Stated goal:
Rewrite the stretch from the start of the entries through the line that contains "M 795 742 L", changing "noun phrase" to "search phrase" everywhere and leaving everything else as it is. Leave the pictures out of your answer.

Region annotation entries:

■ ■ ■ ■ ■

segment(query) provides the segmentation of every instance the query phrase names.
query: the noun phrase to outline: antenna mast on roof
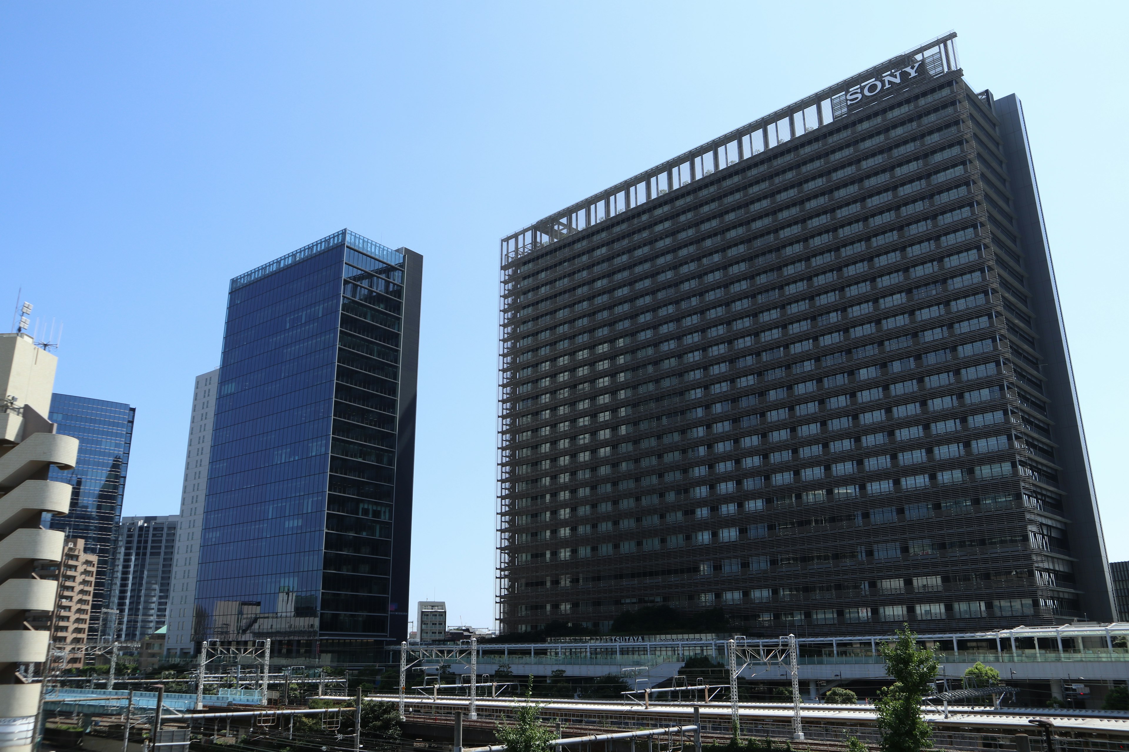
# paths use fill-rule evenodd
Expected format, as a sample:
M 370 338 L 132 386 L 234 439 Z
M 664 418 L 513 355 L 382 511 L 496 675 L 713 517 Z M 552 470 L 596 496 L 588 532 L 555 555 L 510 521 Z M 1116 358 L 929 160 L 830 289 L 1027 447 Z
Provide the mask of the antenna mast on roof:
M 16 334 L 24 334 L 24 331 L 26 331 L 27 328 L 32 326 L 30 320 L 28 320 L 27 318 L 28 313 L 32 312 L 32 308 L 34 308 L 32 303 L 25 300 L 24 306 L 17 311 L 17 316 L 19 316 L 19 321 L 16 325 Z

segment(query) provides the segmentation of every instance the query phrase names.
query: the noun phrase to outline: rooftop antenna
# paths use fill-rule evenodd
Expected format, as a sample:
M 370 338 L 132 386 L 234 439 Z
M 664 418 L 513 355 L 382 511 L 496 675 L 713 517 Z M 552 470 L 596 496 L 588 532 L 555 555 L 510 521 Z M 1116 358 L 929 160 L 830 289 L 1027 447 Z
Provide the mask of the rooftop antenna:
M 54 339 L 54 342 L 51 342 Z M 35 343 L 36 347 L 42 347 L 43 350 L 51 352 L 52 350 L 58 350 L 59 343 L 63 340 L 63 325 L 59 325 L 59 338 L 55 339 L 55 320 L 51 319 L 51 334 L 44 337 L 42 340 Z
M 16 304 L 11 309 L 11 328 L 16 329 L 16 319 L 19 318 L 19 299 L 24 297 L 24 289 L 20 287 L 16 293 Z
M 23 291 L 23 287 L 20 287 L 20 291 Z M 19 325 L 16 327 L 16 334 L 24 334 L 32 326 L 32 322 L 27 318 L 28 313 L 32 312 L 32 308 L 34 308 L 32 303 L 25 300 L 23 308 L 18 310 Z

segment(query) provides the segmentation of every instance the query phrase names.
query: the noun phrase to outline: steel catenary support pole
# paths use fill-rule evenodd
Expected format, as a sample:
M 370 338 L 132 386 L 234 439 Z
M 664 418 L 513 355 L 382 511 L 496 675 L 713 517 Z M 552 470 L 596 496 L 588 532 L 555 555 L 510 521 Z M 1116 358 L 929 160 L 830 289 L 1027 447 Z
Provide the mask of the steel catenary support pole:
M 479 719 L 478 708 L 475 708 L 475 701 L 479 699 L 479 640 L 476 637 L 471 638 L 471 707 L 470 713 L 466 717 L 471 720 Z
M 795 742 L 804 741 L 804 728 L 799 723 L 799 667 L 796 661 L 796 636 L 788 635 L 788 657 L 791 663 L 791 738 Z

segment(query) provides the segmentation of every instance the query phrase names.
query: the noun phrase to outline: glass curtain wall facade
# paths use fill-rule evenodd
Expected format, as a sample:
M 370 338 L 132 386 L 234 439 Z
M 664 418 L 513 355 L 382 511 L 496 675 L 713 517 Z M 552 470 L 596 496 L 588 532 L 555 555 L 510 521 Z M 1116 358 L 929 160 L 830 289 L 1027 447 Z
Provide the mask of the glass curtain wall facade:
M 212 410 L 219 388 L 219 369 L 201 373 L 192 389 L 192 417 L 181 486 L 181 527 L 176 532 L 176 568 L 173 594 L 168 600 L 168 630 L 165 653 L 191 655 L 192 623 L 195 613 L 196 557 L 200 554 L 200 523 L 203 520 L 204 490 L 208 487 L 208 459 L 211 457 Z
M 406 639 L 421 272 L 342 230 L 231 281 L 196 640 L 357 664 Z
M 954 37 L 502 240 L 505 631 L 1112 617 L 1022 109 Z
M 123 517 L 117 523 L 113 578 L 106 599 L 117 610 L 114 639 L 139 642 L 164 627 L 181 517 Z
M 58 424 L 56 432 L 75 436 L 79 444 L 73 470 L 51 468 L 51 480 L 72 487 L 70 512 L 45 519 L 44 527 L 62 530 L 68 538 L 84 539 L 86 552 L 98 557 L 90 603 L 90 642 L 99 637 L 102 609 L 113 570 L 114 536 L 122 519 L 134 412 L 129 405 L 105 399 L 51 396 L 51 421 Z M 113 625 L 113 619 L 110 623 Z

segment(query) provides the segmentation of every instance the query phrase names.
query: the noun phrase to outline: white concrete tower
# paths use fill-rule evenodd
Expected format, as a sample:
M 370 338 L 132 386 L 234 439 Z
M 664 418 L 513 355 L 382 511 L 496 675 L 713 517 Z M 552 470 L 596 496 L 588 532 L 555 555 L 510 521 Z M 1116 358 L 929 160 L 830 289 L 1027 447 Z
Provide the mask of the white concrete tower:
M 59 587 L 34 574 L 37 561 L 59 561 L 63 551 L 63 532 L 41 528 L 42 515 L 70 508 L 71 487 L 47 480 L 47 469 L 70 470 L 78 455 L 78 439 L 56 434 L 45 417 L 56 362 L 26 334 L 0 334 L 0 744 L 6 752 L 29 752 L 35 741 L 43 684 L 28 683 L 20 664 L 47 658 L 51 632 L 30 630 L 25 621 L 28 611 L 53 610 Z
M 200 524 L 208 489 L 208 459 L 211 454 L 212 417 L 219 369 L 196 377 L 192 391 L 192 419 L 189 422 L 189 446 L 184 458 L 184 486 L 181 492 L 181 524 L 176 530 L 176 560 L 173 592 L 168 599 L 165 654 L 185 657 L 195 649 L 192 643 L 192 619 L 196 595 L 196 565 L 200 549 Z

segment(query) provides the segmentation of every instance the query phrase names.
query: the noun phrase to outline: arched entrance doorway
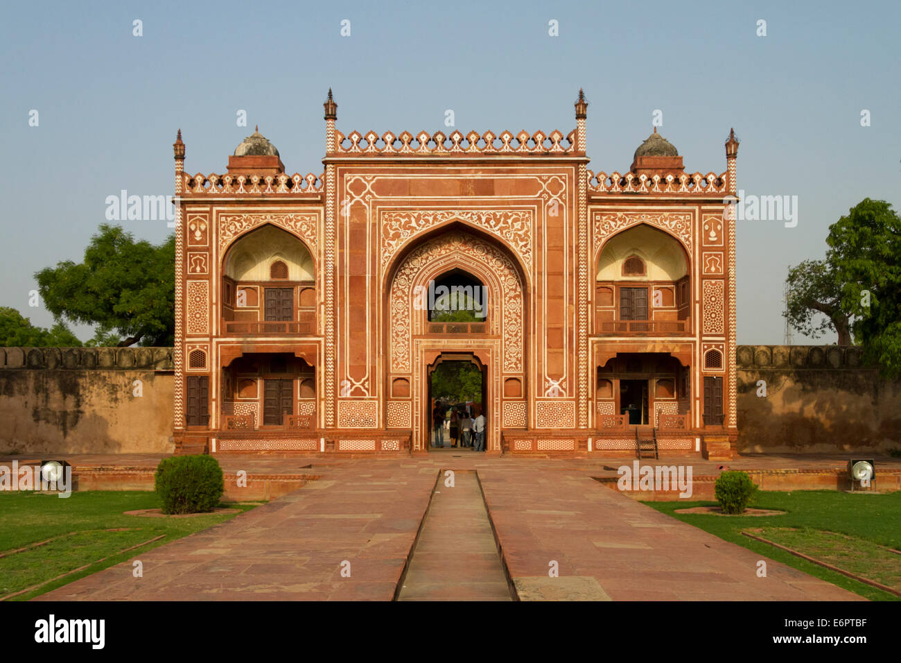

■ ■ ■ ■ ■

Task output:
segment(query) provides the segmentation of every instance the query phrase names.
query: the search phrase to outline: antenna mast on roof
# paths use fill-rule evenodd
Expected format, as a sample:
M 370 338 L 132 386 L 234 439 Z
M 664 418 L 513 355 L 382 511 L 496 675 L 713 517 Z M 552 470 L 596 496 L 588 532 L 555 555 L 510 521 Z M 1116 358 L 929 160 L 830 289 L 1027 447 Z
Provide the mask of the antenna mast on roof:
M 16 334 L 24 334 L 24 331 L 26 331 L 27 328 L 32 326 L 30 320 L 28 320 L 27 318 L 28 313 L 32 312 L 32 308 L 34 308 L 32 303 L 25 300 L 24 306 L 17 311 L 17 316 L 19 316 L 19 321 L 16 325 Z

segment(query) provides the segmentation of every instance the query phrase names.
query: the search phrase to outline: rooftop antenna
# paths use fill-rule evenodd
Expected format, as a sample:
M 370 338 L 132 386 L 234 439 Z
M 664 418 L 513 355 L 382 511 L 496 675 L 713 517 Z M 552 470 L 596 496 L 588 532 L 555 555 L 510 521 Z M 1116 358 L 929 160 L 830 289 L 1027 447 Z
Provide the mask of the rooftop antenna:
M 54 339 L 54 342 L 51 342 Z M 35 343 L 36 347 L 42 347 L 43 350 L 51 352 L 52 350 L 58 350 L 59 343 L 63 340 L 63 325 L 59 325 L 59 338 L 55 339 L 55 320 L 51 319 L 51 334 L 44 337 L 42 340 Z
M 16 304 L 11 309 L 11 328 L 16 329 L 16 319 L 19 318 L 19 299 L 24 297 L 24 289 L 20 287 L 16 293 Z
M 23 291 L 23 287 L 20 287 L 20 291 Z M 19 325 L 16 327 L 16 334 L 24 334 L 32 326 L 32 322 L 27 318 L 28 313 L 32 312 L 32 308 L 34 308 L 32 303 L 25 300 L 23 308 L 18 310 Z

segment(query) provides the segmentation of every instance the query phrase names.
query: the search phrase to outline: steel catenary support pole
# paths use fill-rule evenodd
Expected format, as a sample:
M 370 338 L 132 386 L 234 439 Z
M 664 418 L 513 355 L 382 511 L 496 675 L 713 517 Z M 552 470 L 596 496 L 588 532 L 555 555 L 510 521 Z M 1116 358 L 929 160 L 830 289 L 1027 447 Z
Provide the mask of the steel catenary support pole:
M 479 719 L 478 708 L 475 708 L 475 701 L 479 699 L 479 640 L 476 637 L 471 638 L 471 707 L 470 713 L 466 717 L 471 720 Z
M 795 742 L 804 741 L 804 728 L 799 723 L 799 667 L 796 661 L 796 636 L 788 635 L 788 657 L 791 663 L 791 738 Z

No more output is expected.